* START Listed entries *

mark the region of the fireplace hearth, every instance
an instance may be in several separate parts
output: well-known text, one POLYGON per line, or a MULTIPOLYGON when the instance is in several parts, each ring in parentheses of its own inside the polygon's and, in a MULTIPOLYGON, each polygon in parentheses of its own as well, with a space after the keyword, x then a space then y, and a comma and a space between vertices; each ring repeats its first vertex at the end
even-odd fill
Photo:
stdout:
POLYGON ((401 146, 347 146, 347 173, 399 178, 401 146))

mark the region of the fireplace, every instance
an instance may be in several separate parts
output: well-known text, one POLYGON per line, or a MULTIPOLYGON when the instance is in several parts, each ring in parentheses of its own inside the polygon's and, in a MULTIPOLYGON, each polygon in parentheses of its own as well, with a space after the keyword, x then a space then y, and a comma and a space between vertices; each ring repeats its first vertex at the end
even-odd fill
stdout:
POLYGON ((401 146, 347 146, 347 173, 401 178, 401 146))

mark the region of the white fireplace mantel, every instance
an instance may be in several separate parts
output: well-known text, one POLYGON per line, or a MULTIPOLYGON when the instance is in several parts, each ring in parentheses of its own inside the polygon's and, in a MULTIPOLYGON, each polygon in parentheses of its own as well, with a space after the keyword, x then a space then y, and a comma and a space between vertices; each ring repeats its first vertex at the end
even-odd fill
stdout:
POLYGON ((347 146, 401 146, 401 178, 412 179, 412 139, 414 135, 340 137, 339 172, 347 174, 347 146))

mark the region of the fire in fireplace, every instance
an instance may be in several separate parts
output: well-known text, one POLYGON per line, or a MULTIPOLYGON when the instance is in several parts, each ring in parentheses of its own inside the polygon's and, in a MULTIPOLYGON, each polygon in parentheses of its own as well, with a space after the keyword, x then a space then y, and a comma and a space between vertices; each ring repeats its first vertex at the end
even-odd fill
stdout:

* END Listed entries *

Task details>
Print all of the material above again, line for line, with no changes.

The answer>
mark the region of the fireplace hearth, every instance
an instance may be in several separate parts
output: well-known text, one POLYGON per line, or a MULTIPOLYGON when the instance is in several parts, each ring in parentheses of its own inside the polygon's and, in a MULTIPOLYGON, each polygon in parentheses of its own as well, with a space after the keyword, x then a space then y, and a comma and a space between vertices; each ring repeats its first vertex at the end
even-odd fill
Photo:
stdout:
POLYGON ((401 146, 347 146, 347 173, 399 178, 401 146))

mark the region of the fireplace, every instance
an instance may be in several separate parts
output: well-known text, one POLYGON per line, or a MULTIPOLYGON when the instance is in several parts, each ring in parentheses of its own inside the polygon's and, in a MULTIPOLYGON, each polygon in parentheses of its own as well, with a space after the keyword, x then a space then y, and a comma and a space between vertices; each ring repeats its first vertex at the end
even-odd fill
stdout:
POLYGON ((401 146, 347 146, 347 173, 401 178, 401 146))

mark the region of the white fireplace mantel, every instance
an instance may be in several separate parts
output: well-known text, one POLYGON per line, or a MULTIPOLYGON when the instance is in several parts, each ring in parentheses of its own inside the polygon's and, in a MULTIPOLYGON, each polygon in parentheses of its own as well, with a space after the keyword, x then a space then y, and a comma and a space between vertices; each ring repeats its first vertex at the end
even-odd fill
stdout:
POLYGON ((347 146, 401 146, 401 178, 412 179, 412 139, 414 135, 340 137, 339 172, 347 174, 347 146))

mark the region of the fire in fireplace, every instance
an instance may be in several separate parts
output: well-known text, one POLYGON per line, or a MULTIPOLYGON when the instance is in several parts, each ring in parentheses of its own inside the polygon's and, in a MULTIPOLYGON, each polygon in parentheses of its own as well, with a space after the keyword, x then a space then y, and a comma and a space between vertices; each ring repeats its first vertex at the end
even-odd fill
stdout:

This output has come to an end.